§ AIM OF THE EXERCISE:
Copy out the data below word for word, leaving out the pictures.

Location identification data

____________________

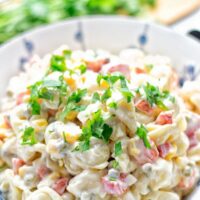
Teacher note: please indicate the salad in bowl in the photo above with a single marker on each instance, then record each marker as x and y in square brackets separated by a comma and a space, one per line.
[93, 125]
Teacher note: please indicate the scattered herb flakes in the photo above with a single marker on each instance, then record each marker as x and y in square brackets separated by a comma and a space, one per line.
[106, 95]
[28, 137]
[57, 63]
[72, 103]
[95, 97]
[64, 137]
[95, 127]
[142, 134]
[149, 67]
[83, 146]
[115, 164]
[67, 53]
[155, 96]
[35, 107]
[113, 105]
[118, 148]
[45, 89]
[82, 68]
[111, 79]
[77, 95]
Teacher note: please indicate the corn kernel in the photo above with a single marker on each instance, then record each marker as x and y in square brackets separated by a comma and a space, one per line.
[71, 82]
[71, 138]
[104, 84]
[72, 115]
[126, 106]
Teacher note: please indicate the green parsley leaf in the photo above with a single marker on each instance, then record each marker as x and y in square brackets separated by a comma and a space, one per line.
[113, 105]
[111, 79]
[64, 138]
[149, 67]
[106, 95]
[71, 104]
[111, 178]
[45, 89]
[51, 83]
[82, 146]
[77, 96]
[115, 164]
[95, 127]
[67, 53]
[57, 63]
[107, 132]
[35, 107]
[142, 133]
[28, 136]
[127, 94]
[155, 96]
[95, 97]
[45, 93]
[118, 148]
[82, 68]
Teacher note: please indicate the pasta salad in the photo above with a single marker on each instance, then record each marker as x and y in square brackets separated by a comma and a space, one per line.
[90, 125]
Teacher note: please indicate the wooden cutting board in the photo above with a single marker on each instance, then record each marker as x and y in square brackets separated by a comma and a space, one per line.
[169, 11]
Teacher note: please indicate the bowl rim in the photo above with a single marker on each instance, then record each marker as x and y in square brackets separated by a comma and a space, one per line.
[89, 18]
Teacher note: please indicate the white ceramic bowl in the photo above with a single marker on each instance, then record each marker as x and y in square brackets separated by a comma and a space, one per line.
[110, 33]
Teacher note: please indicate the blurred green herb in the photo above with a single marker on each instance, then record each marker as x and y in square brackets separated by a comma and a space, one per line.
[19, 17]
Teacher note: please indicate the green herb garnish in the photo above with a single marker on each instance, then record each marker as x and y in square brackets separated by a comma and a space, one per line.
[95, 97]
[82, 68]
[106, 95]
[118, 148]
[57, 63]
[113, 105]
[142, 134]
[28, 136]
[155, 96]
[115, 164]
[72, 103]
[112, 79]
[95, 127]
[45, 89]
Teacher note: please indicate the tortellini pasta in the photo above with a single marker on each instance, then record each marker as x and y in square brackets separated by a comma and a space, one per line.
[90, 125]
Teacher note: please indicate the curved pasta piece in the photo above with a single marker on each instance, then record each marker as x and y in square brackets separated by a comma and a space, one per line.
[8, 150]
[162, 195]
[88, 181]
[7, 186]
[58, 136]
[44, 193]
[94, 158]
[125, 112]
[165, 173]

____________________

§ OUTPUT FOR THIS EXERCISE:
Teacher note: please indicate the salad in bowl in the photo above with a single marker on each instance, then record each marker as x and y in square brackets separated by a comma and a space, one per line.
[93, 125]
Teacher note: please indicate the scattered herb flakes in the photo above with a single marker on each instance, then record each marker as x and y in square brackets separated by a comma and a space, one per line.
[106, 95]
[28, 137]
[57, 63]
[72, 103]
[95, 97]
[64, 137]
[95, 127]
[142, 134]
[149, 67]
[83, 146]
[115, 164]
[67, 53]
[155, 96]
[35, 107]
[113, 105]
[118, 148]
[45, 89]
[82, 68]
[111, 79]
[77, 95]
Teacher note: please indicate the corn kernel in the photo above with a single marker on each instance, then record each marker as x and y in square brackets separated by a comma and a space, one per line.
[71, 82]
[71, 138]
[104, 84]
[72, 115]
[126, 106]
Teacher note: please indicate the green parsley leaf in the photo above with a single marker on each instance, then record each marker as x and y in square brackets separated by a comma and a space, one per line.
[113, 105]
[111, 79]
[64, 138]
[149, 67]
[106, 95]
[71, 104]
[111, 178]
[45, 89]
[51, 83]
[82, 146]
[77, 96]
[115, 164]
[95, 127]
[67, 53]
[57, 63]
[107, 132]
[35, 107]
[142, 133]
[28, 136]
[127, 94]
[155, 96]
[95, 97]
[45, 93]
[118, 148]
[82, 68]
Teacher note: please indicate the pasta salad in the photo above with a single marker on each instance, then record each marker as x and y in square brackets separated by a comma and a space, one per line.
[90, 125]
Teacher note: please indicate the wooden cutting board in the photo above with a single marker on each instance, then record each marker as x and y in square brackets separated by a comma and a space, one per line.
[169, 11]
Teacher note: please indicate the bowl rim in the photo above with a single marker on each instance, then record each marker as x and y in square brackets separated by a comma and a space, one per line.
[89, 18]
Teacher note: please indicate the white ceramic bowl in the photo above with a single marker on each instance, then record each marker as x and y in square brackets separated by a comma and a space, one per line.
[110, 33]
Teacher note: please indicate the blurred green herb in the photo above with a single marker on each instance, then record each marker as x and y in square brackets separated by a comma and a space, one per line.
[19, 17]
Teacher note: please indicate the green herb garnish in the photo above with a single marker on each instance, then record each marker as x and y in square brackets separated by a comma and a space, one per line.
[95, 97]
[82, 68]
[106, 95]
[118, 148]
[57, 63]
[113, 105]
[142, 134]
[28, 136]
[155, 96]
[115, 164]
[72, 103]
[112, 79]
[95, 127]
[45, 89]
Teacher note: please indicate the tortellini pasta in the photo above with a single marker on each instance, then record each marker as x and y in square brackets separated by a comma and a space, one per line.
[90, 125]
Teacher note: please indicate the curved pasta piece in the photo above with a single marker on each instance, then record each marker as x and y in square brackets separated by a comma and a space, one per line.
[8, 150]
[162, 195]
[88, 181]
[7, 186]
[58, 136]
[44, 193]
[94, 158]
[125, 112]
[165, 173]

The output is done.